## EXERCISE REQUIREMENTS
Here is a block of records. Copy every line in it that includes "green".

• • •

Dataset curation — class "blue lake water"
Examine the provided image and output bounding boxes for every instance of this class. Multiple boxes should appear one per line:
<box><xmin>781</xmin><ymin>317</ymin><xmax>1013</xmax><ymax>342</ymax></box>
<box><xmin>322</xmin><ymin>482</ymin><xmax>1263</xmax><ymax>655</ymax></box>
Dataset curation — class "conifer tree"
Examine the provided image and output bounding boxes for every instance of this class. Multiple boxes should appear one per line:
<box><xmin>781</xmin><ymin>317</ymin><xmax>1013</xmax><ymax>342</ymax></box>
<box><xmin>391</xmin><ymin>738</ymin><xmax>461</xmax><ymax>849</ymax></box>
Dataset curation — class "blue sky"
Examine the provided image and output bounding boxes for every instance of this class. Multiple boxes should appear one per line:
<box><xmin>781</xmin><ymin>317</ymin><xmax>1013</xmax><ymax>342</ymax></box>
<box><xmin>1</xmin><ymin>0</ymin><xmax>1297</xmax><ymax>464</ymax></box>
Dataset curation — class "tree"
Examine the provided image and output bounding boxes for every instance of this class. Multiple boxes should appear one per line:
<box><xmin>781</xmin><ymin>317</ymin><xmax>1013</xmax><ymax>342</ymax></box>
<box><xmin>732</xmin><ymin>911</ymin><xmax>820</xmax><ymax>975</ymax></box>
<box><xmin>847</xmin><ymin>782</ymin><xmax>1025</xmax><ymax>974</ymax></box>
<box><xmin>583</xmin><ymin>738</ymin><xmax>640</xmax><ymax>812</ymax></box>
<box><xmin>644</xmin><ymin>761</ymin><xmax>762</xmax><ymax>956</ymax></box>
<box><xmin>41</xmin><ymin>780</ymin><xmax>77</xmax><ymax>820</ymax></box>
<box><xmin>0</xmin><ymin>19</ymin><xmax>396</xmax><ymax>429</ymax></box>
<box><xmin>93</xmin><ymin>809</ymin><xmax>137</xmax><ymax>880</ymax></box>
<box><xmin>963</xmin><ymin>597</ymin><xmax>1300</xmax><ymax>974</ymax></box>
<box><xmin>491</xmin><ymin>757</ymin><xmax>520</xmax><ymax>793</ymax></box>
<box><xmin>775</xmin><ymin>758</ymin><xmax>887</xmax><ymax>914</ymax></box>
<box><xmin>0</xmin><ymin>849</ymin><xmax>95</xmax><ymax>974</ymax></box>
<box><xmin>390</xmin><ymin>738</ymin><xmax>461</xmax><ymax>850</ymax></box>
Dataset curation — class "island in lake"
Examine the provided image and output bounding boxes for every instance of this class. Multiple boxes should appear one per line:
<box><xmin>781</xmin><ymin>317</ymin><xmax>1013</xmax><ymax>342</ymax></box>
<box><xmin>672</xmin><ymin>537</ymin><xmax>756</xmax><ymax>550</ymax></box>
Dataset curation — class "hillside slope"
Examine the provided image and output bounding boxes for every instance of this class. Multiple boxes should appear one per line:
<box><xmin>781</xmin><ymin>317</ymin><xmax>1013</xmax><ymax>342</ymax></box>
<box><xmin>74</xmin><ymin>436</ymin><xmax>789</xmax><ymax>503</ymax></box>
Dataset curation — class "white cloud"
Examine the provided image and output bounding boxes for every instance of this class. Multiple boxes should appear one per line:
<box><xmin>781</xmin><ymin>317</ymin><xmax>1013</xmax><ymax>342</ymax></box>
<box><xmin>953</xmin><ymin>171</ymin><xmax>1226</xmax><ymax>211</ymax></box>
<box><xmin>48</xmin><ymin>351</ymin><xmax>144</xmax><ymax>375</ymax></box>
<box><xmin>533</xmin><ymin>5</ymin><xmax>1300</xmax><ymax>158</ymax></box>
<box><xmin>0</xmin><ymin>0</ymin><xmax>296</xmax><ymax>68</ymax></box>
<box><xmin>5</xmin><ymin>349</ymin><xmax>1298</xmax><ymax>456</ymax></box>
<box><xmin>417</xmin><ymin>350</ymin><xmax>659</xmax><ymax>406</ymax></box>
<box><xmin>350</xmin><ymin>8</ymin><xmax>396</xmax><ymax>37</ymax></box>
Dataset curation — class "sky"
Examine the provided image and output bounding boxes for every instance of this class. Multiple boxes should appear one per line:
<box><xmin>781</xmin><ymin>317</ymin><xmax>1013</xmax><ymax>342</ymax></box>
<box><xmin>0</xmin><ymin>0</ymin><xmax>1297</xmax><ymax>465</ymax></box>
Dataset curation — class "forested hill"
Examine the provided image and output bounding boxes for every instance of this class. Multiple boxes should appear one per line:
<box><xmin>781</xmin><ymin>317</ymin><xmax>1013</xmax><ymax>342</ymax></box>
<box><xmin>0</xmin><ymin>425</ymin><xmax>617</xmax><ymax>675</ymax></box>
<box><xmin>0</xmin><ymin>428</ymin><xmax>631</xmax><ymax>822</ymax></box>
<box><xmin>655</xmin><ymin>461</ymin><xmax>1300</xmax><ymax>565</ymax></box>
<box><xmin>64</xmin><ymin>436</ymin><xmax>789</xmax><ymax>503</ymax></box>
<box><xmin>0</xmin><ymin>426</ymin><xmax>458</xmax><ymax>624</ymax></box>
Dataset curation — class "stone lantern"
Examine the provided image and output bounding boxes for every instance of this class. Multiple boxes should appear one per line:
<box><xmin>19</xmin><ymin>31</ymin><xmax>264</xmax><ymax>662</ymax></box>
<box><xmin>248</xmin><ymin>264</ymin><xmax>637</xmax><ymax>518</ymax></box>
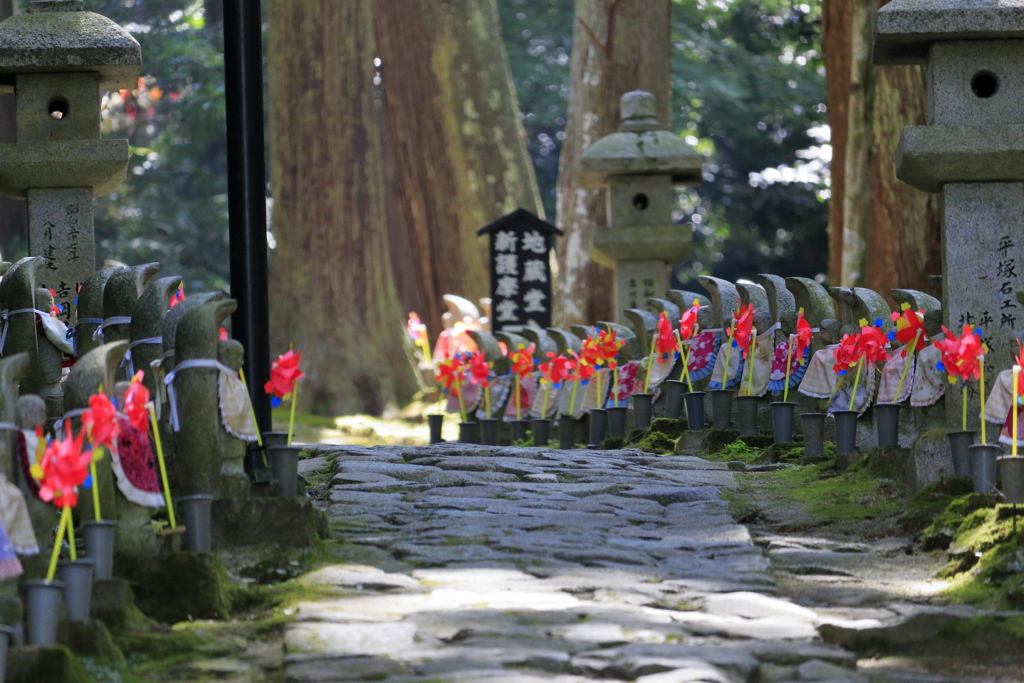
<box><xmin>875</xmin><ymin>0</ymin><xmax>1024</xmax><ymax>426</ymax></box>
<box><xmin>0</xmin><ymin>0</ymin><xmax>141</xmax><ymax>321</ymax></box>
<box><xmin>580</xmin><ymin>91</ymin><xmax>702</xmax><ymax>321</ymax></box>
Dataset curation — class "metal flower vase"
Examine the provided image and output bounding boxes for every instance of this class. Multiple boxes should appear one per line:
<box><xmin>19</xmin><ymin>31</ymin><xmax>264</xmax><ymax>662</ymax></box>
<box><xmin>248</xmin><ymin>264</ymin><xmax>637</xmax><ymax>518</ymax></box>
<box><xmin>947</xmin><ymin>431</ymin><xmax>975</xmax><ymax>478</ymax></box>
<box><xmin>771</xmin><ymin>402</ymin><xmax>797</xmax><ymax>443</ymax></box>
<box><xmin>735</xmin><ymin>396</ymin><xmax>759</xmax><ymax>436</ymax></box>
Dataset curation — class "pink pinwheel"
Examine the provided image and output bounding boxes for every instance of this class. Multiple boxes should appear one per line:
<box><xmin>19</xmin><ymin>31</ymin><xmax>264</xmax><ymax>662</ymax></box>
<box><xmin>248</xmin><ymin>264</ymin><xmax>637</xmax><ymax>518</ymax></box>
<box><xmin>265</xmin><ymin>349</ymin><xmax>304</xmax><ymax>400</ymax></box>
<box><xmin>124</xmin><ymin>370</ymin><xmax>151</xmax><ymax>431</ymax></box>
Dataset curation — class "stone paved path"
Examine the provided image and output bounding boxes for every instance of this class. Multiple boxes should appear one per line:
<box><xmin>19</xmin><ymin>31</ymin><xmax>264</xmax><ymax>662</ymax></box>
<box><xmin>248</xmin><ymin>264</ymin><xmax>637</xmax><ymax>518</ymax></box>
<box><xmin>283</xmin><ymin>444</ymin><xmax>957</xmax><ymax>683</ymax></box>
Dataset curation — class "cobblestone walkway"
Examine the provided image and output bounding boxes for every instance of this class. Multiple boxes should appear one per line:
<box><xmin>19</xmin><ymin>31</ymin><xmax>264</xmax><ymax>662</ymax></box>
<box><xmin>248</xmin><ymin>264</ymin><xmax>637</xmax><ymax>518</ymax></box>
<box><xmin>284</xmin><ymin>444</ymin><xmax>954</xmax><ymax>683</ymax></box>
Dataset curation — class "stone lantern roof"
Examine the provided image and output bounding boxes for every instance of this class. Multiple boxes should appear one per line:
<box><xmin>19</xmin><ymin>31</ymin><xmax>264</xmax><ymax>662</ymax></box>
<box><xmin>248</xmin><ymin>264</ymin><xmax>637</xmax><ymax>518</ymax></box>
<box><xmin>0</xmin><ymin>0</ymin><xmax>141</xmax><ymax>93</ymax></box>
<box><xmin>875</xmin><ymin>0</ymin><xmax>1024</xmax><ymax>64</ymax></box>
<box><xmin>580</xmin><ymin>91</ymin><xmax>702</xmax><ymax>189</ymax></box>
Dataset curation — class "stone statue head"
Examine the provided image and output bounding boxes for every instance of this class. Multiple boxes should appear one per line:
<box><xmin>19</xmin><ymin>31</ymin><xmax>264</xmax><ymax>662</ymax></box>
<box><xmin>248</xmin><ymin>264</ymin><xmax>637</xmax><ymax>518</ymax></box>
<box><xmin>779</xmin><ymin>310</ymin><xmax>797</xmax><ymax>337</ymax></box>
<box><xmin>15</xmin><ymin>394</ymin><xmax>45</xmax><ymax>430</ymax></box>
<box><xmin>923</xmin><ymin>310</ymin><xmax>943</xmax><ymax>339</ymax></box>
<box><xmin>819</xmin><ymin>319</ymin><xmax>841</xmax><ymax>346</ymax></box>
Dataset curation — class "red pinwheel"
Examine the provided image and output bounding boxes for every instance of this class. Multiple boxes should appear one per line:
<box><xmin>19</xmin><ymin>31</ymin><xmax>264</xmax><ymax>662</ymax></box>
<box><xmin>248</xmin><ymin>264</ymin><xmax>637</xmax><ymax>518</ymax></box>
<box><xmin>124</xmin><ymin>370</ymin><xmax>151</xmax><ymax>431</ymax></box>
<box><xmin>858</xmin><ymin>321</ymin><xmax>891</xmax><ymax>365</ymax></box>
<box><xmin>597</xmin><ymin>329</ymin><xmax>625</xmax><ymax>369</ymax></box>
<box><xmin>934</xmin><ymin>325</ymin><xmax>984</xmax><ymax>383</ymax></box>
<box><xmin>794</xmin><ymin>309</ymin><xmax>813</xmax><ymax>363</ymax></box>
<box><xmin>264</xmin><ymin>349</ymin><xmax>304</xmax><ymax>400</ymax></box>
<box><xmin>510</xmin><ymin>346</ymin><xmax>536</xmax><ymax>378</ymax></box>
<box><xmin>679</xmin><ymin>301</ymin><xmax>700</xmax><ymax>343</ymax></box>
<box><xmin>728</xmin><ymin>304</ymin><xmax>756</xmax><ymax>358</ymax></box>
<box><xmin>890</xmin><ymin>304</ymin><xmax>927</xmax><ymax>357</ymax></box>
<box><xmin>36</xmin><ymin>426</ymin><xmax>90</xmax><ymax>509</ymax></box>
<box><xmin>434</xmin><ymin>356</ymin><xmax>464</xmax><ymax>395</ymax></box>
<box><xmin>654</xmin><ymin>312</ymin><xmax>676</xmax><ymax>359</ymax></box>
<box><xmin>83</xmin><ymin>393</ymin><xmax>118</xmax><ymax>448</ymax></box>
<box><xmin>539</xmin><ymin>352</ymin><xmax>572</xmax><ymax>387</ymax></box>
<box><xmin>467</xmin><ymin>351</ymin><xmax>491</xmax><ymax>388</ymax></box>
<box><xmin>579</xmin><ymin>333</ymin><xmax>602</xmax><ymax>368</ymax></box>
<box><xmin>832</xmin><ymin>333</ymin><xmax>861</xmax><ymax>375</ymax></box>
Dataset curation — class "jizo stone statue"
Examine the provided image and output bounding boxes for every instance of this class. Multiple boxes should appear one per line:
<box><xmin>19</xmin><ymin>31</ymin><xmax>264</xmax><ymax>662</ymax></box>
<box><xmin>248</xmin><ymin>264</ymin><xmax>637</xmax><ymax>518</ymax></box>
<box><xmin>580</xmin><ymin>91</ymin><xmax>703</xmax><ymax>322</ymax></box>
<box><xmin>875</xmin><ymin>0</ymin><xmax>1024</xmax><ymax>429</ymax></box>
<box><xmin>0</xmin><ymin>0</ymin><xmax>140</xmax><ymax>324</ymax></box>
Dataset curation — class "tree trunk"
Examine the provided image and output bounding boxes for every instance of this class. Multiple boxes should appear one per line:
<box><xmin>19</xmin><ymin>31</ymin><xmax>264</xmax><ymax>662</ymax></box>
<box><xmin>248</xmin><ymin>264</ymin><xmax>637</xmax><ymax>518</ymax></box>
<box><xmin>839</xmin><ymin>0</ymin><xmax>874</xmax><ymax>288</ymax></box>
<box><xmin>824</xmin><ymin>0</ymin><xmax>940</xmax><ymax>296</ymax></box>
<box><xmin>0</xmin><ymin>0</ymin><xmax>26</xmax><ymax>264</ymax></box>
<box><xmin>822</xmin><ymin>0</ymin><xmax>852</xmax><ymax>285</ymax></box>
<box><xmin>267</xmin><ymin>0</ymin><xmax>414</xmax><ymax>415</ymax></box>
<box><xmin>862</xmin><ymin>64</ymin><xmax>940</xmax><ymax>302</ymax></box>
<box><xmin>553</xmin><ymin>0</ymin><xmax>672</xmax><ymax>328</ymax></box>
<box><xmin>373</xmin><ymin>0</ymin><xmax>542</xmax><ymax>340</ymax></box>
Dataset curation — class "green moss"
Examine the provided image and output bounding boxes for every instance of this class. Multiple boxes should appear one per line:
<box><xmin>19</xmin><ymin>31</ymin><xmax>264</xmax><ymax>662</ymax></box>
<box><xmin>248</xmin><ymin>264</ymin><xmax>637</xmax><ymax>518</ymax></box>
<box><xmin>705</xmin><ymin>439</ymin><xmax>761</xmax><ymax>464</ymax></box>
<box><xmin>6</xmin><ymin>644</ymin><xmax>91</xmax><ymax>683</ymax></box>
<box><xmin>116</xmin><ymin>551</ymin><xmax>233</xmax><ymax>623</ymax></box>
<box><xmin>919</xmin><ymin>492</ymin><xmax>1024</xmax><ymax>609</ymax></box>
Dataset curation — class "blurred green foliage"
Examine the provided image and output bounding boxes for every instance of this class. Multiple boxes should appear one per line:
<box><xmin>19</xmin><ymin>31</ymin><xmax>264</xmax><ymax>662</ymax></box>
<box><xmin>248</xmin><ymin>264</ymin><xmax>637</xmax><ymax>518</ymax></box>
<box><xmin>4</xmin><ymin>0</ymin><xmax>827</xmax><ymax>297</ymax></box>
<box><xmin>87</xmin><ymin>0</ymin><xmax>230</xmax><ymax>293</ymax></box>
<box><xmin>501</xmin><ymin>0</ymin><xmax>830</xmax><ymax>291</ymax></box>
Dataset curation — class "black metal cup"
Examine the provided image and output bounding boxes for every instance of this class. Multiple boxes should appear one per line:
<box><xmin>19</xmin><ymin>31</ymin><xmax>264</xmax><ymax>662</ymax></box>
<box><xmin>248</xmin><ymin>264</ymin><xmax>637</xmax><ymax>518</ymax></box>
<box><xmin>531</xmin><ymin>419</ymin><xmax>551</xmax><ymax>446</ymax></box>
<box><xmin>588</xmin><ymin>409</ymin><xmax>608</xmax><ymax>448</ymax></box>
<box><xmin>833</xmin><ymin>410</ymin><xmax>858</xmax><ymax>455</ymax></box>
<box><xmin>684</xmin><ymin>392</ymin><xmax>706</xmax><ymax>431</ymax></box>
<box><xmin>664</xmin><ymin>380</ymin><xmax>685</xmax><ymax>419</ymax></box>
<box><xmin>428</xmin><ymin>414</ymin><xmax>444</xmax><ymax>444</ymax></box>
<box><xmin>509</xmin><ymin>420</ymin><xmax>529</xmax><ymax>444</ymax></box>
<box><xmin>557</xmin><ymin>418</ymin><xmax>576</xmax><ymax>449</ymax></box>
<box><xmin>607</xmin><ymin>407</ymin><xmax>627</xmax><ymax>438</ymax></box>
<box><xmin>771</xmin><ymin>402</ymin><xmax>797</xmax><ymax>443</ymax></box>
<box><xmin>458</xmin><ymin>421</ymin><xmax>478</xmax><ymax>444</ymax></box>
<box><xmin>480</xmin><ymin>419</ymin><xmax>499</xmax><ymax>446</ymax></box>
<box><xmin>711</xmin><ymin>390</ymin><xmax>733</xmax><ymax>430</ymax></box>
<box><xmin>736</xmin><ymin>396</ymin><xmax>759</xmax><ymax>436</ymax></box>
<box><xmin>948</xmin><ymin>430</ymin><xmax>975</xmax><ymax>478</ymax></box>
<box><xmin>970</xmin><ymin>444</ymin><xmax>1000</xmax><ymax>493</ymax></box>
<box><xmin>633</xmin><ymin>393</ymin><xmax>654</xmax><ymax>431</ymax></box>
<box><xmin>875</xmin><ymin>403</ymin><xmax>902</xmax><ymax>448</ymax></box>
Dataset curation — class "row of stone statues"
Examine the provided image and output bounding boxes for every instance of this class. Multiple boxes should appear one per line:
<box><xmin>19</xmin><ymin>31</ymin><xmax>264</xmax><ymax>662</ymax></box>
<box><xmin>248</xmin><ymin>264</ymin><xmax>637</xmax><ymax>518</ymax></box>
<box><xmin>455</xmin><ymin>274</ymin><xmax>949</xmax><ymax>444</ymax></box>
<box><xmin>0</xmin><ymin>256</ymin><xmax>254</xmax><ymax>564</ymax></box>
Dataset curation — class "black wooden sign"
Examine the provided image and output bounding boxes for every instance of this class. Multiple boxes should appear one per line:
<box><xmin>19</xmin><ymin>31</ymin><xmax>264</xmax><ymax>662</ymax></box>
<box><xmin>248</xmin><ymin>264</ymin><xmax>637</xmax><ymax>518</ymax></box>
<box><xmin>477</xmin><ymin>208</ymin><xmax>563</xmax><ymax>332</ymax></box>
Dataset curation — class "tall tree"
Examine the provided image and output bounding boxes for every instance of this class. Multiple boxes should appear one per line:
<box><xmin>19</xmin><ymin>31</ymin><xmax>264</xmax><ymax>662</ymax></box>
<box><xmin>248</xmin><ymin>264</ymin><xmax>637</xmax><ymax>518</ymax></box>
<box><xmin>553</xmin><ymin>0</ymin><xmax>672</xmax><ymax>327</ymax></box>
<box><xmin>823</xmin><ymin>0</ymin><xmax>939</xmax><ymax>297</ymax></box>
<box><xmin>374</xmin><ymin>0</ymin><xmax>543</xmax><ymax>339</ymax></box>
<box><xmin>267</xmin><ymin>0</ymin><xmax>414</xmax><ymax>415</ymax></box>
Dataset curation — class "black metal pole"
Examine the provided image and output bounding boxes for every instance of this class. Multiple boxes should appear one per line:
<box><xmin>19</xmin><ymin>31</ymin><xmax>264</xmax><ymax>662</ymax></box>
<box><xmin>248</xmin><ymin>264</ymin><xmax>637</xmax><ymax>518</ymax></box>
<box><xmin>223</xmin><ymin>0</ymin><xmax>271</xmax><ymax>434</ymax></box>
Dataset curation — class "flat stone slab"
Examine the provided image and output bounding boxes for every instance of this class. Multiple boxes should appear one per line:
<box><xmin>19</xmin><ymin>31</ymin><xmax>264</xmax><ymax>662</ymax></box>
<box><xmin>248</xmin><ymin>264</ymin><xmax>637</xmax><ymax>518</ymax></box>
<box><xmin>289</xmin><ymin>444</ymin><xmax>888</xmax><ymax>682</ymax></box>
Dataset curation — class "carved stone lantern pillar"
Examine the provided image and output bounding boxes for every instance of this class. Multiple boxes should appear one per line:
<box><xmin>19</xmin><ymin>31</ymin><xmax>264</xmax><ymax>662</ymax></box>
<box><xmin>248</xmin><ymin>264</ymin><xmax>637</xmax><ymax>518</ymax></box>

• • •

## REPLY TO THE TASK
Dataset curation — class "green moss"
Dataset curation — class "blurred green foliage"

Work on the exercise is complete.